> Exercise set:
[A] According to the tax passage, what does it mean that sales taxes are regressive?
[B] Quote the tax passage word for word, beginning at the words "I prefer pay-as-you" and stopping after "to the project.".

> Document passage:

The reason for raising this issue is that taxes based on property are progressive, meaning that people with higher incomes and therefore higher value property, pay more in taxes. Sales taxes are regressive, meaning that low-income people pay a higher percentage of their income on taxes than do higher income people. Proposals to increase the sales tax in Sacramento County have been resisted by many who think we have runs out that option and need to turn to options that are not regressive, like property tax.

I prefer pay-as-you go expenditures from most transportation projects, except for a few which are very expensive and of clear benefit to everyone. There are few transportation projects that would or should quality for this. The transportation projects we most need going forward are many small fixes, not the mega-projects done in the past which tend to be motor vehicle projects. But some transit projects could be or should be bonded. The problem with bonding is that interest payments raise the cost to about 1-1/2 times the project cost, depending on the bond length and bone rates, and that money goes to wall street investors, not to the project.

I am in favor of the proposition. It gives local governments, and therefore citizens, control over how they spend their property tax, rather than being constrained by statewide controls that were implemented by anti-tax interests.

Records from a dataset
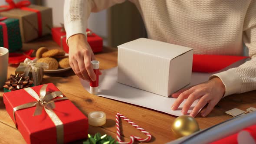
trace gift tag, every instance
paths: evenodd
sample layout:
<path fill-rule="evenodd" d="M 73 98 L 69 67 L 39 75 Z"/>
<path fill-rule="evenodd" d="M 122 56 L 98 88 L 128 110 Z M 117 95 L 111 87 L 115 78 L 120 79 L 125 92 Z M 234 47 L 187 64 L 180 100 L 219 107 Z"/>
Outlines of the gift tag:
<path fill-rule="evenodd" d="M 249 113 L 250 113 L 251 112 L 253 112 L 254 111 L 256 111 L 256 108 L 254 108 L 251 107 L 251 108 L 246 109 L 246 111 L 248 111 Z"/>
<path fill-rule="evenodd" d="M 228 115 L 230 115 L 233 117 L 235 117 L 241 114 L 243 114 L 246 111 L 242 111 L 238 108 L 235 108 L 230 110 L 227 111 L 225 113 Z"/>

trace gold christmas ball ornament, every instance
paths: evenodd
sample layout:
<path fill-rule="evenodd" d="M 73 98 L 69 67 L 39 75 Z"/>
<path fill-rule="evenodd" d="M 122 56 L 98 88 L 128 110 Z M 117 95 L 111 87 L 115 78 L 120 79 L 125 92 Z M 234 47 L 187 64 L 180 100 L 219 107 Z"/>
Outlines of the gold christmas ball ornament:
<path fill-rule="evenodd" d="M 197 122 L 188 115 L 182 115 L 175 118 L 171 129 L 177 138 L 189 135 L 200 130 Z"/>

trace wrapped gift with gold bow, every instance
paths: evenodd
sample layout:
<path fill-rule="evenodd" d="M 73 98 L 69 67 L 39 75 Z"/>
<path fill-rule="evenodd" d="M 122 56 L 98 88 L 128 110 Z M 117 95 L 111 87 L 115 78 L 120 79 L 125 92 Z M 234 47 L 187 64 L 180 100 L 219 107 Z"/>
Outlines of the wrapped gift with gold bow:
<path fill-rule="evenodd" d="M 24 62 L 21 62 L 15 71 L 15 75 L 25 74 L 25 76 L 29 76 L 34 80 L 35 85 L 41 84 L 43 77 L 43 70 L 48 68 L 48 64 L 43 62 L 35 62 L 26 58 Z"/>
<path fill-rule="evenodd" d="M 3 94 L 6 110 L 28 144 L 62 144 L 87 136 L 87 118 L 53 84 Z"/>

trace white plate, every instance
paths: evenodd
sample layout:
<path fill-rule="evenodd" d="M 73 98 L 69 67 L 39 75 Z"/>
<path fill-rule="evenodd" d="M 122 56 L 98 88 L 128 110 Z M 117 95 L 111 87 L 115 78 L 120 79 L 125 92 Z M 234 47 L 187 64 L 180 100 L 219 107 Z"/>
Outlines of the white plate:
<path fill-rule="evenodd" d="M 69 54 L 65 53 L 65 56 L 69 56 Z M 36 58 L 34 59 L 33 60 L 34 62 L 36 62 L 37 60 L 37 58 Z M 56 70 L 44 70 L 44 73 L 59 73 L 59 72 L 62 72 L 65 71 L 66 71 L 68 70 L 71 69 L 71 67 L 69 66 L 69 67 L 64 68 L 64 69 L 61 69 L 59 68 L 59 67 Z"/>

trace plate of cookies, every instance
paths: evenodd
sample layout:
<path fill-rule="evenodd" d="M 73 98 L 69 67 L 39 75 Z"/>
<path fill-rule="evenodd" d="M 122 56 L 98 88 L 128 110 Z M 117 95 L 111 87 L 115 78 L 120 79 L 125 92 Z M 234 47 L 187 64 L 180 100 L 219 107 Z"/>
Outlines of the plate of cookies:
<path fill-rule="evenodd" d="M 36 53 L 36 62 L 47 63 L 49 66 L 45 73 L 61 72 L 71 69 L 69 61 L 69 54 L 59 49 L 48 49 L 45 47 L 39 48 Z"/>

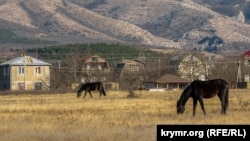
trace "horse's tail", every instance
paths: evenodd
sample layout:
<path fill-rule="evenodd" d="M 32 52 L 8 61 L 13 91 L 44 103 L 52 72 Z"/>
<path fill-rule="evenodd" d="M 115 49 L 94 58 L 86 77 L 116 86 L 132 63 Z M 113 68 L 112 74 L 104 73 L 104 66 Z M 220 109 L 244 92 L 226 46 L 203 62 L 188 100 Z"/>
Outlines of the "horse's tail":
<path fill-rule="evenodd" d="M 229 105 L 228 97 L 229 97 L 229 88 L 227 87 L 225 91 L 225 106 L 226 106 L 225 110 L 227 110 L 228 105 Z"/>
<path fill-rule="evenodd" d="M 106 92 L 105 92 L 105 90 L 104 90 L 103 85 L 102 85 L 101 91 L 102 91 L 103 95 L 106 96 Z"/>
<path fill-rule="evenodd" d="M 80 84 L 79 86 L 78 86 L 78 90 L 77 90 L 77 98 L 78 97 L 80 97 L 81 96 L 81 93 L 82 93 L 82 91 L 83 91 L 83 87 L 84 87 L 84 84 Z"/>

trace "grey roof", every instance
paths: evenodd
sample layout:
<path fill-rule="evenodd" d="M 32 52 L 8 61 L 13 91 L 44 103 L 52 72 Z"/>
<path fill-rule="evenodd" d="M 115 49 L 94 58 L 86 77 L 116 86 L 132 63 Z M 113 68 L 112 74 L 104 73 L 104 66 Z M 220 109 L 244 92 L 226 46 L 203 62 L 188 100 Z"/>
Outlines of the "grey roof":
<path fill-rule="evenodd" d="M 23 65 L 37 65 L 37 66 L 51 66 L 51 64 L 38 60 L 36 58 L 30 57 L 30 56 L 20 56 L 17 57 L 15 59 L 9 60 L 7 62 L 4 62 L 2 64 L 0 64 L 0 66 L 6 66 L 6 65 L 10 65 L 10 66 L 23 66 Z"/>
<path fill-rule="evenodd" d="M 145 81 L 145 83 L 190 83 L 190 80 L 178 77 L 173 74 L 165 74 L 160 77 L 153 77 Z"/>

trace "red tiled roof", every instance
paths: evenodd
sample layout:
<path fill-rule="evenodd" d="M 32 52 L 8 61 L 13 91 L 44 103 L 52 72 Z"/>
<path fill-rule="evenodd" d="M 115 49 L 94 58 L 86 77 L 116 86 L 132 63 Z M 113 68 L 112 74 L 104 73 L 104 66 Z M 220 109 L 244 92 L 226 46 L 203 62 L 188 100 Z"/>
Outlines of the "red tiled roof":
<path fill-rule="evenodd" d="M 250 51 L 245 52 L 242 56 L 243 57 L 250 57 Z"/>
<path fill-rule="evenodd" d="M 190 80 L 172 75 L 172 74 L 165 74 L 161 77 L 151 78 L 146 80 L 145 82 L 155 82 L 155 83 L 190 83 Z"/>

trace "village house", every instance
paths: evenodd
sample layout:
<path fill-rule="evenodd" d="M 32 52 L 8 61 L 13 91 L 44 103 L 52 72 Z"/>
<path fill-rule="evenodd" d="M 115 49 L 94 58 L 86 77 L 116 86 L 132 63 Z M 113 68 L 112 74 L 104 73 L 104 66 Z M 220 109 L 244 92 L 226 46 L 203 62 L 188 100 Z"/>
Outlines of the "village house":
<path fill-rule="evenodd" d="M 140 60 L 123 60 L 117 64 L 115 77 L 120 88 L 140 88 L 141 82 L 148 76 L 146 64 Z"/>
<path fill-rule="evenodd" d="M 175 56 L 169 61 L 170 66 L 174 66 L 173 72 L 176 72 L 178 76 L 188 80 L 206 80 L 209 70 L 213 64 L 211 58 L 207 60 L 206 64 L 198 57 L 192 54 L 186 54 L 182 56 Z"/>
<path fill-rule="evenodd" d="M 106 81 L 110 73 L 108 62 L 98 55 L 88 55 L 80 59 L 81 82 Z"/>
<path fill-rule="evenodd" d="M 0 89 L 11 91 L 48 90 L 51 64 L 20 56 L 0 64 Z"/>
<path fill-rule="evenodd" d="M 143 81 L 143 85 L 149 90 L 183 89 L 191 81 L 173 74 L 152 77 Z"/>

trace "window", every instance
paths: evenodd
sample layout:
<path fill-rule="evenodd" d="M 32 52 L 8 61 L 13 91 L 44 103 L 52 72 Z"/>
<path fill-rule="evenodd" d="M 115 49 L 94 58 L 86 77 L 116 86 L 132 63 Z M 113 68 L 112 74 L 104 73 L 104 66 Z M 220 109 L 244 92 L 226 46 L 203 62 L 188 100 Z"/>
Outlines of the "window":
<path fill-rule="evenodd" d="M 139 71 L 139 66 L 135 64 L 129 65 L 129 70 L 130 71 Z"/>
<path fill-rule="evenodd" d="M 35 74 L 41 74 L 41 67 L 35 67 Z"/>
<path fill-rule="evenodd" d="M 4 75 L 4 76 L 10 75 L 10 69 L 9 69 L 9 67 L 3 68 L 3 75 Z"/>
<path fill-rule="evenodd" d="M 24 75 L 24 67 L 23 66 L 19 67 L 19 74 Z"/>
<path fill-rule="evenodd" d="M 18 83 L 18 90 L 19 91 L 25 90 L 25 83 Z"/>
<path fill-rule="evenodd" d="M 92 62 L 97 62 L 98 58 L 97 57 L 92 57 Z"/>
<path fill-rule="evenodd" d="M 42 83 L 41 82 L 35 83 L 35 90 L 42 90 Z"/>

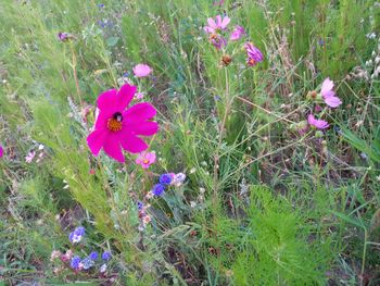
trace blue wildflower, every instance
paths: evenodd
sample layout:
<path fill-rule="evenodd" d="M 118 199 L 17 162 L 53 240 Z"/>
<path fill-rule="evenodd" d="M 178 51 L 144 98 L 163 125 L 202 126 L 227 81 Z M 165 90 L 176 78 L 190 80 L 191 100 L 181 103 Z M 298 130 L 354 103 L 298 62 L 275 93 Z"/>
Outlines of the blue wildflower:
<path fill-rule="evenodd" d="M 161 196 L 165 191 L 165 185 L 156 184 L 153 186 L 152 192 L 154 196 Z"/>
<path fill-rule="evenodd" d="M 88 256 L 88 258 L 91 259 L 91 260 L 97 260 L 98 257 L 99 257 L 99 254 L 98 254 L 97 251 L 92 251 L 92 252 Z"/>
<path fill-rule="evenodd" d="M 137 202 L 137 209 L 138 210 L 142 210 L 142 208 L 143 208 L 143 202 L 142 201 L 138 201 Z"/>
<path fill-rule="evenodd" d="M 85 227 L 78 226 L 74 229 L 74 232 L 69 233 L 68 240 L 73 244 L 77 244 L 81 240 L 85 235 Z"/>
<path fill-rule="evenodd" d="M 79 270 L 79 263 L 80 263 L 80 258 L 79 257 L 73 257 L 72 258 L 72 262 L 69 263 L 69 265 L 74 270 Z"/>
<path fill-rule="evenodd" d="M 111 259 L 111 252 L 110 251 L 104 251 L 102 254 L 102 260 L 110 260 Z"/>
<path fill-rule="evenodd" d="M 170 185 L 172 183 L 172 175 L 170 174 L 162 174 L 160 176 L 160 183 L 163 185 Z"/>

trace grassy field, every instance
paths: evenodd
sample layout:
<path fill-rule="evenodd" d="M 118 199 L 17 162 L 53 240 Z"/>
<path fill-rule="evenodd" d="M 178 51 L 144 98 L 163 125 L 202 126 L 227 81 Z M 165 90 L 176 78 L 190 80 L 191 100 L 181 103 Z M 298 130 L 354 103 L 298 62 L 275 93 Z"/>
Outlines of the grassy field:
<path fill-rule="evenodd" d="M 378 1 L 1 0 L 0 86 L 0 285 L 380 284 Z"/>

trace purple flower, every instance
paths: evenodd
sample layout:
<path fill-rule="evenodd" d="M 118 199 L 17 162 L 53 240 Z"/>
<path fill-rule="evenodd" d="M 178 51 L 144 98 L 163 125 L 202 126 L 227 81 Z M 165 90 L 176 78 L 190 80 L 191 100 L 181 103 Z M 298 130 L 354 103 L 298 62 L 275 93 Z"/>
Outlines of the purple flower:
<path fill-rule="evenodd" d="M 94 262 L 90 258 L 85 258 L 81 261 L 81 264 L 83 264 L 84 270 L 89 270 L 90 268 L 92 268 L 94 265 Z"/>
<path fill-rule="evenodd" d="M 264 60 L 262 51 L 258 48 L 256 48 L 252 42 L 245 42 L 244 49 L 248 55 L 248 65 L 254 66 L 256 63 L 262 62 Z"/>
<path fill-rule="evenodd" d="M 85 235 L 85 227 L 78 226 L 68 235 L 68 240 L 73 244 L 77 244 L 81 240 Z"/>
<path fill-rule="evenodd" d="M 229 37 L 230 40 L 239 40 L 243 35 L 245 35 L 245 30 L 242 26 L 236 26 Z"/>
<path fill-rule="evenodd" d="M 97 251 L 92 251 L 92 252 L 88 256 L 88 258 L 91 259 L 91 260 L 97 260 L 98 257 L 99 257 L 99 254 L 98 254 Z"/>
<path fill-rule="evenodd" d="M 165 191 L 165 185 L 156 184 L 153 186 L 152 194 L 160 197 Z"/>
<path fill-rule="evenodd" d="M 137 202 L 137 209 L 138 210 L 142 210 L 143 209 L 143 202 L 142 201 L 138 201 Z"/>
<path fill-rule="evenodd" d="M 79 270 L 80 269 L 80 258 L 79 257 L 73 257 L 72 258 L 72 262 L 69 263 L 69 265 L 72 266 L 72 269 L 74 270 Z"/>
<path fill-rule="evenodd" d="M 61 41 L 67 41 L 67 40 L 68 40 L 68 34 L 65 33 L 65 32 L 60 32 L 60 33 L 58 34 L 58 38 L 59 38 L 59 40 L 61 40 Z"/>
<path fill-rule="evenodd" d="M 326 129 L 330 126 L 327 121 L 317 120 L 312 113 L 308 114 L 307 122 L 309 125 L 316 127 L 317 129 Z"/>
<path fill-rule="evenodd" d="M 104 251 L 102 254 L 102 260 L 109 261 L 111 259 L 111 252 Z"/>
<path fill-rule="evenodd" d="M 172 183 L 172 175 L 170 174 L 162 174 L 160 176 L 160 184 L 170 185 L 170 183 Z"/>
<path fill-rule="evenodd" d="M 335 97 L 335 92 L 332 89 L 333 82 L 328 77 L 322 83 L 320 95 L 326 104 L 328 104 L 330 108 L 338 108 L 340 104 L 342 104 L 342 101 L 339 97 Z"/>
<path fill-rule="evenodd" d="M 221 48 L 227 46 L 227 40 L 223 36 L 217 34 L 212 34 L 210 36 L 210 41 L 217 50 L 220 50 Z"/>
<path fill-rule="evenodd" d="M 207 18 L 208 26 L 204 27 L 204 30 L 208 34 L 215 34 L 218 33 L 219 30 L 226 29 L 227 25 L 231 21 L 228 16 L 224 16 L 221 18 L 220 15 L 217 15 L 216 21 L 212 17 Z"/>

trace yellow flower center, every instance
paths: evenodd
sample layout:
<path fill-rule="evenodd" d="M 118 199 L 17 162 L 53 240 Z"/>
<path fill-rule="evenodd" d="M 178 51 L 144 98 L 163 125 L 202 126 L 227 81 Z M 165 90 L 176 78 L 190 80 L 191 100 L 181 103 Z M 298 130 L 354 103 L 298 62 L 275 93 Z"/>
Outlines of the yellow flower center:
<path fill-rule="evenodd" d="M 109 119 L 106 122 L 106 127 L 111 132 L 119 132 L 123 128 L 122 113 L 116 112 L 111 119 Z"/>

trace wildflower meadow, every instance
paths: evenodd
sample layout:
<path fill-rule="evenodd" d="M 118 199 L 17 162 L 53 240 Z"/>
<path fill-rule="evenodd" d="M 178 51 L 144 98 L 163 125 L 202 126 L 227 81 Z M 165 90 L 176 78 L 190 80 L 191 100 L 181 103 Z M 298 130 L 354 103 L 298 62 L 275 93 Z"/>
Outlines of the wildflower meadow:
<path fill-rule="evenodd" d="M 379 1 L 0 2 L 0 285 L 380 285 Z"/>

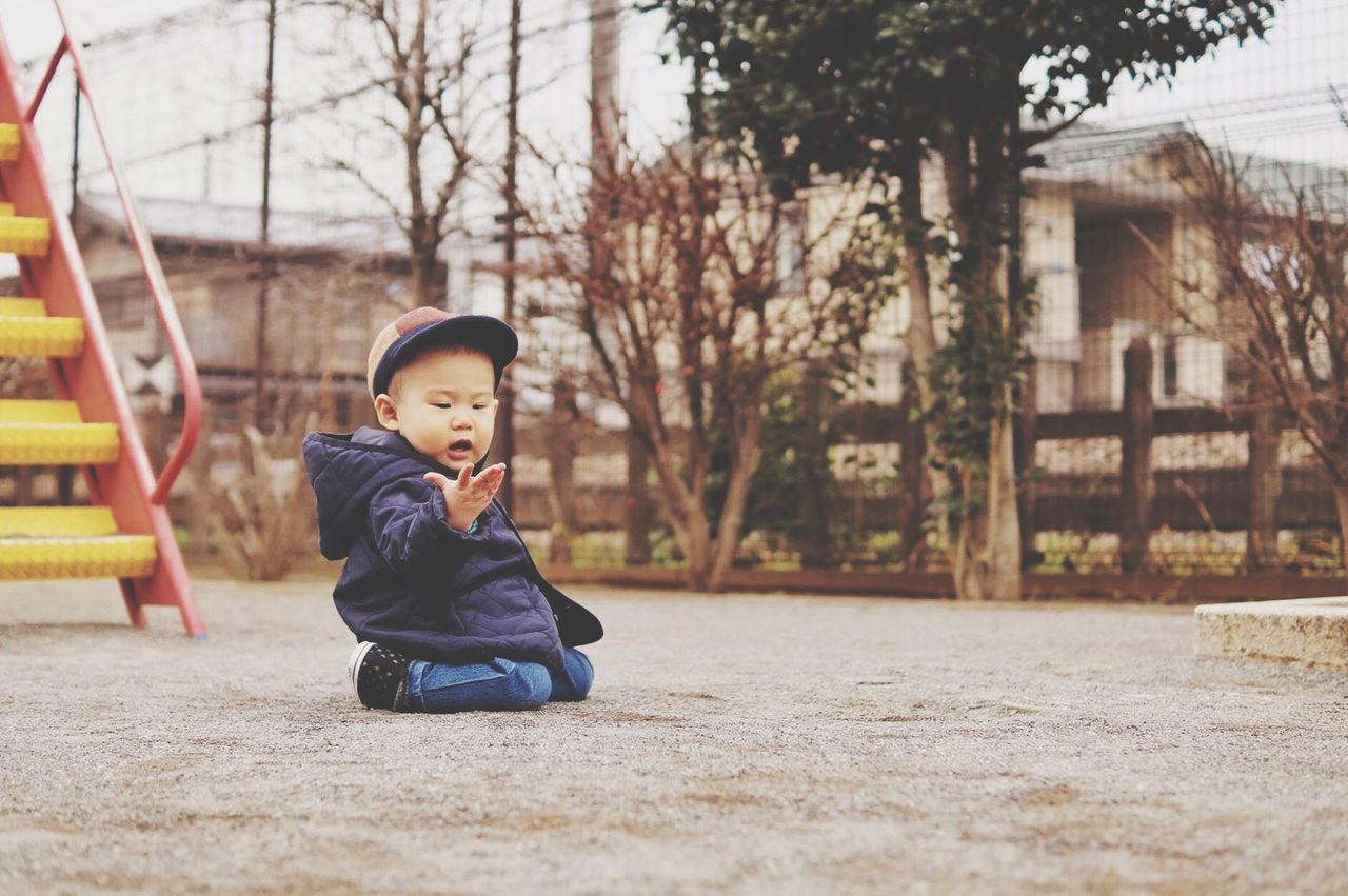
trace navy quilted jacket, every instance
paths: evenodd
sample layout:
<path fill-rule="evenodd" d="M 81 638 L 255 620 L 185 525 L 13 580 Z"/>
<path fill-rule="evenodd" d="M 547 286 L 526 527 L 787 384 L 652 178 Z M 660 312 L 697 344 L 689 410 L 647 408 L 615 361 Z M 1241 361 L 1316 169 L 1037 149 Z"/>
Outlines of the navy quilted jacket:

> Per-task answers:
[A] Low-income people pay a higher percentage of their income on taxes than higher-income people do.

[B]
I prefer pay-as-you go expenditures from most transportation projects, except for a few which are very expensive and of clear benefit to everyone. There are few transportation projects that would or should quality for this. The transportation projects we most need going forward are many small fixes, not the mega-projects done in the past which tend to be motor vehicle projects. But some transit projects could be or should be bonded. The problem with bonding is that interest payments raise the cost to about 1-1/2 times the project cost, depending on the bond length and bone rates, and that money goes to wall street investors, not to the project.